WORK REQUIRED: In your reply, repeat every entry exactly and skip over each picture.
--- --- ---
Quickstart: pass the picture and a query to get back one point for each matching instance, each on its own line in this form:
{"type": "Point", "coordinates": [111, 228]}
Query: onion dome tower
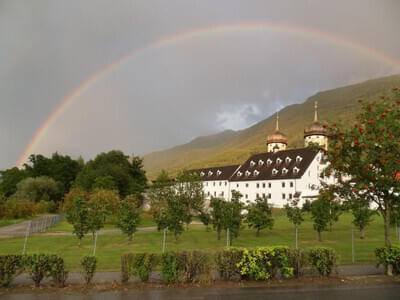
{"type": "Point", "coordinates": [316, 133]}
{"type": "Point", "coordinates": [277, 141]}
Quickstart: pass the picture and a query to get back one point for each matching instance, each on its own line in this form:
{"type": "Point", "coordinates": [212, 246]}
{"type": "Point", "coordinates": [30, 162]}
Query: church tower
{"type": "Point", "coordinates": [277, 141]}
{"type": "Point", "coordinates": [315, 133]}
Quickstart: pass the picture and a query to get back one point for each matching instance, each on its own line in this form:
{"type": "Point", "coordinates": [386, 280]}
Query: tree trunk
{"type": "Point", "coordinates": [386, 219]}
{"type": "Point", "coordinates": [362, 233]}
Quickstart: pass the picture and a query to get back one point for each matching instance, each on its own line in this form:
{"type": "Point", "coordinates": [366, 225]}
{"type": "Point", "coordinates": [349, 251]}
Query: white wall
{"type": "Point", "coordinates": [217, 188]}
{"type": "Point", "coordinates": [308, 185]}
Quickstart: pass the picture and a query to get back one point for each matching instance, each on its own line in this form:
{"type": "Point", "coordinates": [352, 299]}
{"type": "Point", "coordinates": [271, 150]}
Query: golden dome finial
{"type": "Point", "coordinates": [316, 111]}
{"type": "Point", "coordinates": [277, 122]}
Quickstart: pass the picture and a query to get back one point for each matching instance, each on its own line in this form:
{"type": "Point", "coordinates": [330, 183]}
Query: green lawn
{"type": "Point", "coordinates": [111, 246]}
{"type": "Point", "coordinates": [6, 222]}
{"type": "Point", "coordinates": [146, 221]}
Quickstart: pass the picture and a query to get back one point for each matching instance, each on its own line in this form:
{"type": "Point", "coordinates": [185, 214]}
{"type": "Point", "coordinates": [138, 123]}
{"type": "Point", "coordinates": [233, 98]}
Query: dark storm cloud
{"type": "Point", "coordinates": [170, 94]}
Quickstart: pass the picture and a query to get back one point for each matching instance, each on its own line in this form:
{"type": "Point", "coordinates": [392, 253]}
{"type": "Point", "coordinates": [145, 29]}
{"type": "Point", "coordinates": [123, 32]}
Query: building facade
{"type": "Point", "coordinates": [280, 174]}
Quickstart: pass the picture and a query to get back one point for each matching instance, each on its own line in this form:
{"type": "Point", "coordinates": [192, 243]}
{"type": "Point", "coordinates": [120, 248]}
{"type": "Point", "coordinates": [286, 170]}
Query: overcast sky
{"type": "Point", "coordinates": [170, 94]}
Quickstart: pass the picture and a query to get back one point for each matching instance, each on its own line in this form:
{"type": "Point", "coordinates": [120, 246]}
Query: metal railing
{"type": "Point", "coordinates": [40, 225]}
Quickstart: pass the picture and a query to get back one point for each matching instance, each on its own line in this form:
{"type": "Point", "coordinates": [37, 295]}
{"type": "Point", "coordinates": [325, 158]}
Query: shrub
{"type": "Point", "coordinates": [192, 264]}
{"type": "Point", "coordinates": [89, 265]}
{"type": "Point", "coordinates": [57, 270]}
{"type": "Point", "coordinates": [263, 262]}
{"type": "Point", "coordinates": [15, 208]}
{"type": "Point", "coordinates": [126, 263]}
{"type": "Point", "coordinates": [322, 259]}
{"type": "Point", "coordinates": [10, 266]}
{"type": "Point", "coordinates": [140, 264]}
{"type": "Point", "coordinates": [389, 256]}
{"type": "Point", "coordinates": [37, 266]}
{"type": "Point", "coordinates": [227, 261]}
{"type": "Point", "coordinates": [170, 267]}
{"type": "Point", "coordinates": [47, 207]}
{"type": "Point", "coordinates": [298, 259]}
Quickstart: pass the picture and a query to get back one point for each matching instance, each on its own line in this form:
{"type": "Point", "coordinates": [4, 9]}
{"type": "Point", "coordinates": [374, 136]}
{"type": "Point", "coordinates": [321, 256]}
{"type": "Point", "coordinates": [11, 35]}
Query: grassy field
{"type": "Point", "coordinates": [146, 221]}
{"type": "Point", "coordinates": [111, 246]}
{"type": "Point", "coordinates": [6, 222]}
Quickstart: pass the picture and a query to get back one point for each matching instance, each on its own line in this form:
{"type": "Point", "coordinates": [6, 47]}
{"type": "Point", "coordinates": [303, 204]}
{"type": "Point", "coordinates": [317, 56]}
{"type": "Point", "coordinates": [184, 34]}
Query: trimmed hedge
{"type": "Point", "coordinates": [38, 266]}
{"type": "Point", "coordinates": [388, 256]}
{"type": "Point", "coordinates": [139, 264]}
{"type": "Point", "coordinates": [323, 260]}
{"type": "Point", "coordinates": [227, 261]}
{"type": "Point", "coordinates": [260, 263]}
{"type": "Point", "coordinates": [89, 266]}
{"type": "Point", "coordinates": [263, 263]}
{"type": "Point", "coordinates": [10, 267]}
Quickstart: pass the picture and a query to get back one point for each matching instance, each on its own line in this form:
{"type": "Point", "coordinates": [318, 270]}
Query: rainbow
{"type": "Point", "coordinates": [195, 33]}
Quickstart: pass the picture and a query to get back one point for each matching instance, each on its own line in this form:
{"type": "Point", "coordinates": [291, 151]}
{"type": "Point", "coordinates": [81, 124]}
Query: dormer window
{"type": "Point", "coordinates": [296, 170]}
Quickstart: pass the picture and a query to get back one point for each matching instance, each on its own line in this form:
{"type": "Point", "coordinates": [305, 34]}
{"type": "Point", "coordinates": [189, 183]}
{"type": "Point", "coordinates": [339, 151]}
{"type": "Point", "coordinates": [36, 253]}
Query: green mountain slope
{"type": "Point", "coordinates": [231, 147]}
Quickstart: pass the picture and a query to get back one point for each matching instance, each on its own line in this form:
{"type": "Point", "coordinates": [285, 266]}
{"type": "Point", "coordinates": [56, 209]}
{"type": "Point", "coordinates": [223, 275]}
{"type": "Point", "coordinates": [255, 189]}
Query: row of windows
{"type": "Point", "coordinates": [258, 185]}
{"type": "Point", "coordinates": [215, 194]}
{"type": "Point", "coordinates": [220, 183]}
{"type": "Point", "coordinates": [246, 196]}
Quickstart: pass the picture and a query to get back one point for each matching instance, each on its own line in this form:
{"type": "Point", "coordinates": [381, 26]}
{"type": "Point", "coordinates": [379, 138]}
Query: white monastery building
{"type": "Point", "coordinates": [278, 174]}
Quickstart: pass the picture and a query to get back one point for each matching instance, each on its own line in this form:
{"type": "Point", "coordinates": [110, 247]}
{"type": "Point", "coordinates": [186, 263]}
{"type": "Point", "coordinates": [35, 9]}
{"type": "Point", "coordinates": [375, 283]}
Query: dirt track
{"type": "Point", "coordinates": [14, 230]}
--- --- ---
SOLUTION TO THIS EXERCISE:
Quickstart: pass the picture and a query to get back one point for each matching instance, each on its own line in this form:
{"type": "Point", "coordinates": [111, 228]}
Query: onion dome tower
{"type": "Point", "coordinates": [316, 133]}
{"type": "Point", "coordinates": [277, 141]}
Quickstart: pass the picture and a query to get back one point for each matching instance, each on its own line in this form:
{"type": "Point", "coordinates": [212, 246]}
{"type": "Point", "coordinates": [30, 162]}
Query: church tower
{"type": "Point", "coordinates": [277, 141]}
{"type": "Point", "coordinates": [315, 133]}
Quickstart: pass the picture and a query to get back one point for each matching instance, each on its own line in this form:
{"type": "Point", "coordinates": [386, 280]}
Query: tree trunk
{"type": "Point", "coordinates": [386, 219]}
{"type": "Point", "coordinates": [362, 233]}
Quickstart: pass the picture and a query to get back one point for each matching instance, each on its own line in this form:
{"type": "Point", "coordinates": [366, 225]}
{"type": "Point", "coordinates": [349, 251]}
Query: white wall
{"type": "Point", "coordinates": [217, 188]}
{"type": "Point", "coordinates": [308, 185]}
Quickstart: pass the picture and a query to get back one point for each matching instance, each on its own line in this form:
{"type": "Point", "coordinates": [352, 299]}
{"type": "Point", "coordinates": [271, 150]}
Query: golden dome finial
{"type": "Point", "coordinates": [316, 111]}
{"type": "Point", "coordinates": [277, 122]}
Quickstart: pass the picture and a query to get back one point for each matching instance, each on its own line in this form:
{"type": "Point", "coordinates": [330, 183]}
Query: green lawn
{"type": "Point", "coordinates": [111, 246]}
{"type": "Point", "coordinates": [6, 222]}
{"type": "Point", "coordinates": [146, 221]}
Quickstart: pass the picture and a query to get back one point for each matching instance, each on its own line in this form:
{"type": "Point", "coordinates": [185, 214]}
{"type": "Point", "coordinates": [138, 123]}
{"type": "Point", "coordinates": [233, 98]}
Query: dark storm cloud
{"type": "Point", "coordinates": [170, 94]}
Quickstart: pass the picture and a query to get back one point for each matching instance, each on its own line in this form:
{"type": "Point", "coordinates": [392, 253]}
{"type": "Point", "coordinates": [145, 29]}
{"type": "Point", "coordinates": [123, 32]}
Query: building facade
{"type": "Point", "coordinates": [280, 174]}
Quickstart: pass the picture and a query to get back one point for each matching instance, each on its own line in this form:
{"type": "Point", "coordinates": [192, 243]}
{"type": "Point", "coordinates": [120, 248]}
{"type": "Point", "coordinates": [286, 170]}
Query: overcast sky
{"type": "Point", "coordinates": [170, 94]}
Quickstart: pass the picture and a query to get back one point for each matching instance, each on its own line in this form:
{"type": "Point", "coordinates": [120, 246]}
Query: metal railing
{"type": "Point", "coordinates": [40, 225]}
Quickstart: pass the picture and a query to get back one point for each matching instance, each on its own line in this form:
{"type": "Point", "coordinates": [37, 295]}
{"type": "Point", "coordinates": [325, 158]}
Query: shrub
{"type": "Point", "coordinates": [192, 264]}
{"type": "Point", "coordinates": [89, 265]}
{"type": "Point", "coordinates": [57, 270]}
{"type": "Point", "coordinates": [263, 262]}
{"type": "Point", "coordinates": [15, 208]}
{"type": "Point", "coordinates": [126, 263]}
{"type": "Point", "coordinates": [322, 259]}
{"type": "Point", "coordinates": [10, 266]}
{"type": "Point", "coordinates": [140, 264]}
{"type": "Point", "coordinates": [389, 256]}
{"type": "Point", "coordinates": [37, 266]}
{"type": "Point", "coordinates": [227, 261]}
{"type": "Point", "coordinates": [170, 267]}
{"type": "Point", "coordinates": [47, 207]}
{"type": "Point", "coordinates": [298, 259]}
Quickstart: pass the picture and a query to get back one point for each matching instance, each on its own line in this form:
{"type": "Point", "coordinates": [4, 9]}
{"type": "Point", "coordinates": [374, 136]}
{"type": "Point", "coordinates": [321, 256]}
{"type": "Point", "coordinates": [11, 35]}
Query: grassy field
{"type": "Point", "coordinates": [146, 221]}
{"type": "Point", "coordinates": [111, 246]}
{"type": "Point", "coordinates": [6, 222]}
Quickstart: pass the picture and a query to get back one point for each matching instance, each on its own line in this form:
{"type": "Point", "coordinates": [6, 47]}
{"type": "Point", "coordinates": [303, 204]}
{"type": "Point", "coordinates": [317, 56]}
{"type": "Point", "coordinates": [184, 34]}
Query: trimmed hedge
{"type": "Point", "coordinates": [38, 266]}
{"type": "Point", "coordinates": [388, 256]}
{"type": "Point", "coordinates": [139, 264]}
{"type": "Point", "coordinates": [323, 260]}
{"type": "Point", "coordinates": [227, 261]}
{"type": "Point", "coordinates": [260, 263]}
{"type": "Point", "coordinates": [89, 266]}
{"type": "Point", "coordinates": [263, 263]}
{"type": "Point", "coordinates": [10, 267]}
Quickstart: pass the picture and a query to get back one point for each matching instance, each on its own line in this form:
{"type": "Point", "coordinates": [318, 270]}
Query: rainbow
{"type": "Point", "coordinates": [195, 33]}
Quickstart: pass the picture and a query to get back one point for each matching instance, each on its own line in this form:
{"type": "Point", "coordinates": [291, 151]}
{"type": "Point", "coordinates": [81, 124]}
Query: dormer window
{"type": "Point", "coordinates": [296, 170]}
Quickstart: pass the picture and a query to get back one point for each matching instance, each on its own line in this form:
{"type": "Point", "coordinates": [305, 34]}
{"type": "Point", "coordinates": [189, 183]}
{"type": "Point", "coordinates": [339, 151]}
{"type": "Point", "coordinates": [36, 253]}
Query: green mountain slope
{"type": "Point", "coordinates": [231, 147]}
Quickstart: pass the picture and a query to get back one point for each matching instance, each on its own line in this form:
{"type": "Point", "coordinates": [285, 266]}
{"type": "Point", "coordinates": [56, 209]}
{"type": "Point", "coordinates": [223, 275]}
{"type": "Point", "coordinates": [255, 189]}
Query: row of windows
{"type": "Point", "coordinates": [258, 185]}
{"type": "Point", "coordinates": [215, 194]}
{"type": "Point", "coordinates": [220, 183]}
{"type": "Point", "coordinates": [246, 196]}
Quickstart: pass the picture and a query to get back one point for each matching instance, each on its own line in this form:
{"type": "Point", "coordinates": [381, 26]}
{"type": "Point", "coordinates": [379, 138]}
Query: white monastery building
{"type": "Point", "coordinates": [278, 174]}
Quickstart: pass the picture and a query to get back one point for each matching instance, each on its own line in this form:
{"type": "Point", "coordinates": [110, 247]}
{"type": "Point", "coordinates": [186, 263]}
{"type": "Point", "coordinates": [35, 9]}
{"type": "Point", "coordinates": [375, 283]}
Query: dirt track
{"type": "Point", "coordinates": [14, 230]}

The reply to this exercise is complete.